[[ Supplied records, beginning ]]

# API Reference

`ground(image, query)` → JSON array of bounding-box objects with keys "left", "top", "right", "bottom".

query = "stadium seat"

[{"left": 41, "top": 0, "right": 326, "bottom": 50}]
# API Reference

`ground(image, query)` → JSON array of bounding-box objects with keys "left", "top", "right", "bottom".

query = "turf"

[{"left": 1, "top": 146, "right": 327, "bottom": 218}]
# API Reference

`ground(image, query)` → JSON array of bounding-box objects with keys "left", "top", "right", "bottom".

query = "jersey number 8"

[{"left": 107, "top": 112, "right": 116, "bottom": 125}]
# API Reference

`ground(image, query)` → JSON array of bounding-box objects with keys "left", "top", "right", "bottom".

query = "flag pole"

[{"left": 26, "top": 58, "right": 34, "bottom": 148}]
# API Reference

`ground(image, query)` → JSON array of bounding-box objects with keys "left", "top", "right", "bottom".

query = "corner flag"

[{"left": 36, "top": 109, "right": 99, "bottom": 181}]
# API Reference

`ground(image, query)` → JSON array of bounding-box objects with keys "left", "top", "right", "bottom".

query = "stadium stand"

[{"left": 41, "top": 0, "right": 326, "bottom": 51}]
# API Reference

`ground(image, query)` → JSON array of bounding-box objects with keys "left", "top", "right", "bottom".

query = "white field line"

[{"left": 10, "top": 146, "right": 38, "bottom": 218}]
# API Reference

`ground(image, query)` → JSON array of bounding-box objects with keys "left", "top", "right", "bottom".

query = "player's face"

[[ Supplied records, end ]]

— Exercise description —
Repeat the data word for word. Leave nothing out.

— Response to the exercise —
# API Reference

`ground(image, query)` → JSON array of bounding-box objects with keys "left", "top", "right", "bottom".

query = "stadium seat"

[{"left": 41, "top": 0, "right": 326, "bottom": 50}]
# API Reference

`ground(image, query)` → JSON array of bounding-box objects with keys "left", "top", "right", "bottom".

query = "turf"

[{"left": 1, "top": 146, "right": 327, "bottom": 218}]
# API Reference

`ground(image, query)` → JSON array of bounding-box objects with keys "left", "top", "right", "bottom".

query = "jersey number 8"

[{"left": 107, "top": 112, "right": 116, "bottom": 125}]
# API Reference

`ground(image, query)` → JSON array of bounding-box objects with keys "left", "top", "right", "bottom".

query = "flag pole"

[{"left": 26, "top": 58, "right": 34, "bottom": 148}]
# API Reference

`ground(image, query)` → JSON array of bounding-box objects with keys "left", "top", "right", "bottom".

query = "corner flag"

[{"left": 36, "top": 109, "right": 99, "bottom": 181}]
# API Reference

`ground(image, query)` → JSON array of bounding-box objects with keys "left", "top", "right", "bottom".

query = "stadium stand"

[{"left": 41, "top": 0, "right": 326, "bottom": 51}]
# API Reference

`ground(image, query)` → JSON array of bounding-box objects with keys "left", "top", "right", "bottom".

query = "white field line"

[{"left": 10, "top": 146, "right": 38, "bottom": 218}]
# API Reference

`ground(image, query)` → JSON array of bounding-box objects with keys "left", "top", "right", "bottom".

query = "player's face"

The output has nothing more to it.